Task directions -
Copy out every line of the entries below that contains the string "helmet". Case counts, so only lines with that exact capitalization qualify.

Extracted material -
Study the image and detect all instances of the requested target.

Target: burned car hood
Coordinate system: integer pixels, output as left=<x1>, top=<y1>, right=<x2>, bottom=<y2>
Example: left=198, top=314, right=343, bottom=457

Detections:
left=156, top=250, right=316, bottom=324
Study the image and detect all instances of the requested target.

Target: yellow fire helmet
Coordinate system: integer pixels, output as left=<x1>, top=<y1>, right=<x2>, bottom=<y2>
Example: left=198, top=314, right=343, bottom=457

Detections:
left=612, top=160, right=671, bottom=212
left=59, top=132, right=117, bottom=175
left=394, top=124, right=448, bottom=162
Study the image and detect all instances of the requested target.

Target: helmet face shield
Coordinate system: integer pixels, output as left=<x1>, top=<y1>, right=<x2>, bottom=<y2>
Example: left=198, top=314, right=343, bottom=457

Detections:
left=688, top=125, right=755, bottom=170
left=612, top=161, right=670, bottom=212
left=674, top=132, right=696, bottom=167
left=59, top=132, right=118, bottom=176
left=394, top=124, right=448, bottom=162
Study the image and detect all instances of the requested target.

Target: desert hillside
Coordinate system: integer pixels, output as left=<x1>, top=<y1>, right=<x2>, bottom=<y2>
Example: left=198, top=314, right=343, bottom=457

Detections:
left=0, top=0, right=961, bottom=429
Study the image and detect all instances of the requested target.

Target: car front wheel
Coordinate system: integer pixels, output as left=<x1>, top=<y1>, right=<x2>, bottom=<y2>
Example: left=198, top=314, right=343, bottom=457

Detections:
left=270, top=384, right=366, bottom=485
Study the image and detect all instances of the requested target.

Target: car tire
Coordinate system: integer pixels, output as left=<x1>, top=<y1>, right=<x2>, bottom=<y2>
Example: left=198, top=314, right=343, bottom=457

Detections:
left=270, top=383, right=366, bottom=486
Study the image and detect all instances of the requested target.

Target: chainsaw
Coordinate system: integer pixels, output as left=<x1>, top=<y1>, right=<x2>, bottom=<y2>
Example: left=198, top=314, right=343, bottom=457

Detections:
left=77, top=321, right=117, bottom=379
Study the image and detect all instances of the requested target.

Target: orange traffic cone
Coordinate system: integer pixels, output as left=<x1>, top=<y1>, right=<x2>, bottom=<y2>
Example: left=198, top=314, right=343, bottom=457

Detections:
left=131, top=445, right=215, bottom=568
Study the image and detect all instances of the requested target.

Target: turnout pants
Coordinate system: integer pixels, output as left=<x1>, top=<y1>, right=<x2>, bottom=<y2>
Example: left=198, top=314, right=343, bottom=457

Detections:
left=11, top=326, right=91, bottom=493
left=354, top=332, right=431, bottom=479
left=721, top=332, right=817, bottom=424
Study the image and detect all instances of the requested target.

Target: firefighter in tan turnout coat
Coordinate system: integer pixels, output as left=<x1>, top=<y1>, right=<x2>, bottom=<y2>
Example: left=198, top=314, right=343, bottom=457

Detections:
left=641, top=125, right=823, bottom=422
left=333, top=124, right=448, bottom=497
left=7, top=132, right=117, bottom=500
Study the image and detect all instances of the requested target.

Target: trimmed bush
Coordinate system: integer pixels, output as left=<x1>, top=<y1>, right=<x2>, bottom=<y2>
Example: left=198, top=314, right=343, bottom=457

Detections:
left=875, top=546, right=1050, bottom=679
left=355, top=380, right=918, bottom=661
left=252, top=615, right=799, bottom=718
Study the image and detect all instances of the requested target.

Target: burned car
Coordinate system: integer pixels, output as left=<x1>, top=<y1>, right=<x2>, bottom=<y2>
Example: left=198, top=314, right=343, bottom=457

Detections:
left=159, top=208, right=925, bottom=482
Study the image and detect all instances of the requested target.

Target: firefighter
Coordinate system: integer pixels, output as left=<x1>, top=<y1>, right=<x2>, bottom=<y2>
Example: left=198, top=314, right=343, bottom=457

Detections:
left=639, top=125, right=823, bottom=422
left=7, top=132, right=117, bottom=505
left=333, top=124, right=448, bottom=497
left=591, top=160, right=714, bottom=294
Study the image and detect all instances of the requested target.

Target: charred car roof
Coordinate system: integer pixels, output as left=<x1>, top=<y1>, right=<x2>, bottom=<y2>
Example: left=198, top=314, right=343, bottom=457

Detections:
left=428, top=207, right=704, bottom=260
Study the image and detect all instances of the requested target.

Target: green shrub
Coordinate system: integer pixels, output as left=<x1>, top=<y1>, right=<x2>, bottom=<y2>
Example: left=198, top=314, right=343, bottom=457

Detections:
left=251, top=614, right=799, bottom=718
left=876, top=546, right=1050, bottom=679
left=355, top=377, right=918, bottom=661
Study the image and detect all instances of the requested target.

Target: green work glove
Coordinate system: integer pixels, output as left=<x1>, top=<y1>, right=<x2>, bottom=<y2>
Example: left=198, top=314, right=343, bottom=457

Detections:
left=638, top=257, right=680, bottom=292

Answer in full -
Target: yellow fire helmet
Target: helmet face shield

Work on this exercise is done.